Problem description:
Exactly the lines from the one containing "Teacher note: have the class pick out the deep" through the end of the data below are to be reproduced, and nothing besides them.

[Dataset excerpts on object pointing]
**********
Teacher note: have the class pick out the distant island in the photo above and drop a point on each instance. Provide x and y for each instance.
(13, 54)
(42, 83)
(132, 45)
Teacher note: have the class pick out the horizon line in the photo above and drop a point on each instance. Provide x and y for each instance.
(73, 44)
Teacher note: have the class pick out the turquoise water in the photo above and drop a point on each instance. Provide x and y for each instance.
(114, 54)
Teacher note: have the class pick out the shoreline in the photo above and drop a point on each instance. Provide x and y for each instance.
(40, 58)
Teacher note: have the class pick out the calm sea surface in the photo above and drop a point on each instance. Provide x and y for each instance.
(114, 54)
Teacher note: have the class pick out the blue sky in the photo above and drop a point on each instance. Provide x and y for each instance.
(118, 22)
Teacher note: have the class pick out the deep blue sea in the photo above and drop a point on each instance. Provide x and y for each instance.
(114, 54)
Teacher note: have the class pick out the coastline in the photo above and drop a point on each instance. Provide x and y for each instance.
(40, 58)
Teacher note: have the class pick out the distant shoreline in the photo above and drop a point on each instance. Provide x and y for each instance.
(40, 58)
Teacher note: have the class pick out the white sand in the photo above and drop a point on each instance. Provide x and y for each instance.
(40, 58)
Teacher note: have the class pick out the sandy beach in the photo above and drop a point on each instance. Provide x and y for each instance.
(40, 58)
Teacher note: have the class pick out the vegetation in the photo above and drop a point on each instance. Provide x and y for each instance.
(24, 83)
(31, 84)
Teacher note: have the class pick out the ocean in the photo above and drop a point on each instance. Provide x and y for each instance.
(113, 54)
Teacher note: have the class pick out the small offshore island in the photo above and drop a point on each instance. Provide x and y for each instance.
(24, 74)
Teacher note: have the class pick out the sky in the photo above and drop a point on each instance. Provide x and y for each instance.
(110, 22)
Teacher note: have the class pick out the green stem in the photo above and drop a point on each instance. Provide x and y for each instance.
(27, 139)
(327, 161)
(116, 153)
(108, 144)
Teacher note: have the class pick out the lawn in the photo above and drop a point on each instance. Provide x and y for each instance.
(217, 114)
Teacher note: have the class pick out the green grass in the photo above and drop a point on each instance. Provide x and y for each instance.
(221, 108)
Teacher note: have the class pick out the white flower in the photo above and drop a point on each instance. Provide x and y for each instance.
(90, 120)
**********
Reply to the task:
Teacher note: have the class pick out the deep blue sea in the photo above and drop a point on each instance. Provide x and y for each instance.
(114, 54)
Teacher note: have the class pick out the coastline in the photo above and drop a point on each instance. Provide x and y for each instance.
(40, 58)
Teacher note: have the class pick out the distant shoreline in the photo above and drop a point on each instance. Provide x and y for each instance.
(40, 58)
Teacher note: have the class pick out the white sand in the photo above and drop a point on each instance. Provide x and y for each instance.
(40, 58)
Teacher note: have the class pick out the sandy beach in the photo above and drop a point on each instance. Provide x and y for each instance.
(40, 58)
Teacher note: have the class pick out the vegetation in the photo above and drop a point on each instance. Provide x and y for each instance.
(24, 83)
(31, 84)
Teacher note: have the class pick out the ocean in the photo above and drop a point on each instance. Provide x and y for each instance.
(113, 54)
Teacher note: have the class pick out the small offshore island in the photo above and drop a point on each instance. Provide x and y for each instance.
(24, 74)
Teacher note: have the class pick out the sky in the photo above and drop a point on each instance. Provide x and y for each instance.
(110, 22)
Teacher note: have the class pick out the green stem in the photo above and drop a point on each instance. Provide x and y for each instance.
(27, 139)
(327, 161)
(116, 153)
(108, 144)
Teacher note: have the class pick out the lawn in the photo above and drop a point on each instance. Provide x and y for each instance.
(217, 114)
Teacher note: have the class pick out the green grass in the photo above and drop a point on each instance. Provide x and y for each instance.
(221, 108)
Teacher note: have the class pick out the white flower in the photo above and drop a point on each instance. Provide x and y for each instance.
(90, 120)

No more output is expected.